══ ARTICLE

As an information ethicist who is generally skeptical about digital products and services whose business model is surveillance, I was struck with some serious itnernal conflict by a recent story about ‘Safe Lanes,’ an app for reporting cars and trucks parked in bike lanes. You see, in addition to being an academic, I am a regular bike commuter. Like other urban bicyclists in the United States, I experience a mix of exhilaration and fear on my commute where inattentive or obnoxious drivers and inadequate bike lanes can make biking feel very unsafe. I used to think risk-taking was the price of urban biking and took some pleasure in dodging cars and powering through my commute. But having racked up decades of scrapes and scares, my sense of adventure is waning. While Seattle drivers are relatively decent about giving way to bikes (it’s a pretty ‘sporty’ city after all), collisions–sometimes fatal–between cars and bikes are alarmingly routine. The city’s department of transportation has added a lot of bike lanes since I’ve lived here, but enforcement of the right of way of bikers is nearly non-existent in my experience. By way of example, an intersection by a police precinct in Seattle’s Capitol Hill neighborhood has a marked space reserved for bikes waiting for the light. That space is frequently occupied by drivers–in police cars. As I know from having had the privilege to bike in places like The Netherlands and Denmark, rigorously enforced bike lanes are a game changer for getting more people (all ages and genders) out of cars and onto bikes. The dramatic increase in bike lanes in US cities in the last few decades has been an incredible boon, but lax enforcement leaves many folks wary of using them.
Enter Safe Lanes, an app that uses smart phone hardware to capture the image and location of vehicles blocking bike lanes. The app uses technology similar to police license plate readers to identify the plate number of the car and sends this information to traffic enforcement. While options exist for bicyclists to report blocking cars through other means, like calling the police on a non-emergency number, most of us cannot be bothered to do this. It’s time-consuming, and even if one calls, there is a sense that nothing is likely to happen or not soon enough. While I am the kind of neighbor who reports litter and graffiti, calling in a parking nuisance is pretty unsatisfying. The idea of Safe Lanes is to make reporting bike lane blockers fast and easy, thereby increasing the likelihood that a report will actually lead to a ticket and maybe even change driver behavior. Even for a surveillance-averse person like me, the allure of punishing drivers who make me feel unsafe is very powerful. I was tempted.

════
══ RECORDS SHOWN

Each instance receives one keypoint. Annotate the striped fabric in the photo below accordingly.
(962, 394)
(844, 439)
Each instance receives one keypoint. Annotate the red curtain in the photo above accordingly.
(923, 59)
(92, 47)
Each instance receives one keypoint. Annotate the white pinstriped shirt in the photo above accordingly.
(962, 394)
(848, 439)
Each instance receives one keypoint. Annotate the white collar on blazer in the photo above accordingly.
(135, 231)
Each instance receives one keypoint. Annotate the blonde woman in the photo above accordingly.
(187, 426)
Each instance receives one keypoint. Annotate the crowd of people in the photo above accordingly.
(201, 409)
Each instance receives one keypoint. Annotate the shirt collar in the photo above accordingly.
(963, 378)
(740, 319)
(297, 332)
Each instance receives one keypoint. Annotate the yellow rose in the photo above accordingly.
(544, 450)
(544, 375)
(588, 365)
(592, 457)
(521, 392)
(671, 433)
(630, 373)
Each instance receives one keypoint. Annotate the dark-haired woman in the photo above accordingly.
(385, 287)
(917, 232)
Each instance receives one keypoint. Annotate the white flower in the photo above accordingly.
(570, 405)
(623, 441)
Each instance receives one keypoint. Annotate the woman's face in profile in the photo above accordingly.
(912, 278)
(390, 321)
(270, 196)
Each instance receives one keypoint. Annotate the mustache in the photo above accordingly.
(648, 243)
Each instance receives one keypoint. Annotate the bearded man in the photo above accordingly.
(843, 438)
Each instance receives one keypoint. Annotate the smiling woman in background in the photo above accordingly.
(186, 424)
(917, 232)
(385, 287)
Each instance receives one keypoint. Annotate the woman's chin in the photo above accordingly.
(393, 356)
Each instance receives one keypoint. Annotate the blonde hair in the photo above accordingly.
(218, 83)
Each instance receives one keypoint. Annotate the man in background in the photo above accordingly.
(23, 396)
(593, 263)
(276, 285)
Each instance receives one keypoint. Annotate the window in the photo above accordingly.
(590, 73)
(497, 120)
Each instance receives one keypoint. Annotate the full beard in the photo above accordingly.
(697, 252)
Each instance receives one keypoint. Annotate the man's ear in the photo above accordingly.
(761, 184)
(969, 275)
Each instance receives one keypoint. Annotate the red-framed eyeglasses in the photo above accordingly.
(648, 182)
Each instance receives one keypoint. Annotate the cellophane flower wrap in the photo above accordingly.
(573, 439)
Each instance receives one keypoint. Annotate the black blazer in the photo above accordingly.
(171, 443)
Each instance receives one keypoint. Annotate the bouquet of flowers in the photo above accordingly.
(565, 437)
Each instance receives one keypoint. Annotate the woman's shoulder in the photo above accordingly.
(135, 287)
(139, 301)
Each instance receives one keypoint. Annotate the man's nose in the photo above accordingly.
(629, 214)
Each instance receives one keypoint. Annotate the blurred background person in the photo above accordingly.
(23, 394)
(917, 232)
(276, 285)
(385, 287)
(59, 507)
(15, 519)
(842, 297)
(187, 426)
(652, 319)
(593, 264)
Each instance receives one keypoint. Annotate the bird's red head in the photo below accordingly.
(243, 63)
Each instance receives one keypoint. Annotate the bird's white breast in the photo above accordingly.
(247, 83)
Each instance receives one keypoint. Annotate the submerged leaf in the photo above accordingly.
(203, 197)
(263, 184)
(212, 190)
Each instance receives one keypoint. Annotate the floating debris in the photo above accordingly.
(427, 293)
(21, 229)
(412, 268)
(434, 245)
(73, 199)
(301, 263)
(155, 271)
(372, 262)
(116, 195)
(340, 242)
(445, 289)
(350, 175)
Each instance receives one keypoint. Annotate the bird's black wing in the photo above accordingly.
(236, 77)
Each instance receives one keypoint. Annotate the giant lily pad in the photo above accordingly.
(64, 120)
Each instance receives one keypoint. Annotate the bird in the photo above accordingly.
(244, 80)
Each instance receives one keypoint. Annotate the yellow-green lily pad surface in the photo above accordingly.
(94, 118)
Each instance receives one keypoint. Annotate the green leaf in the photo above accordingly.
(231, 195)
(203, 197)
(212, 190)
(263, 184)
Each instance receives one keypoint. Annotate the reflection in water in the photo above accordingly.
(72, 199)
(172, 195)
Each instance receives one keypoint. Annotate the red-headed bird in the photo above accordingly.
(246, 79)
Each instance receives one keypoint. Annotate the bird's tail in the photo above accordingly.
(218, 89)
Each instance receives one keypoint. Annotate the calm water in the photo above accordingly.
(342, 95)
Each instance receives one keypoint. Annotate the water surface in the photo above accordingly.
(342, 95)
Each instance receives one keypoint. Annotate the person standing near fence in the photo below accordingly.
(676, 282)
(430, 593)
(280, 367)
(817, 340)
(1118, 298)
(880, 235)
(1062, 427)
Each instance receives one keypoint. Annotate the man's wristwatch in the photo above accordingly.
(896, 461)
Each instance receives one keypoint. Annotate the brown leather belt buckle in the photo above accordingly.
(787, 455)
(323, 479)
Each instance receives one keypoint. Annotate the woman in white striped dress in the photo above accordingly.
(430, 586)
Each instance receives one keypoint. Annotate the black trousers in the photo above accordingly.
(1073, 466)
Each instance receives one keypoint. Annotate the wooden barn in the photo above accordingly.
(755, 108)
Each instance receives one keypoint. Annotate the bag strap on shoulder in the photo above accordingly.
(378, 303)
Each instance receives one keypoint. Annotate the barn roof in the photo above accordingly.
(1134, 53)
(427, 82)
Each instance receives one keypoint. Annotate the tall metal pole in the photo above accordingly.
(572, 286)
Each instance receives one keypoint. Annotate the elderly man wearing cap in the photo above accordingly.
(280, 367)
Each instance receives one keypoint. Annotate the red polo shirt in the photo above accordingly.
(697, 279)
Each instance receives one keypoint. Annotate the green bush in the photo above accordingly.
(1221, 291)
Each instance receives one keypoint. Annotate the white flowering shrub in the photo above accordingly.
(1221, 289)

════

SET TASK>
Continue the essay above about the Safe Lanes bike-lane reporting app, starting right after its final sentence, "I was tempted."

THE RESULT>
But Safe Lanes doesn’t just stop at taking a user’s report and forwarding it to the authorities. Once a car or truck has been reported through the app, the image remains visible in the app for all Safe Lanes users to see, along with statistics about how many times a vehicle has been reported. In other words, it’s not just a reporting app but a shaming app. The persistence and display of the user-generated reports superimposed on a city map carries with it the implication that, in addition to being diligent citizens who report wrongdoing, we are also expected to join a community of fellow reporters and participate in communal rage by staring at the offending Priuses and UPS trucks reported by others with righteous indignation. And at the end of the day, Safe Lanes joins an alarming number of apps and systems that makes city streets into forums of monitoring and control. As discussed in a story about the app that appeared in CityLab, “The illusion of privacy in the public sphere may have always been an illusion, but with many more eyes and lenses trained on the streets, the age-old practice of ‘being seen’ can evolve quickly into being shared, and being stored. And perhaps being unfairly tried and convicted in the court of public opinion.”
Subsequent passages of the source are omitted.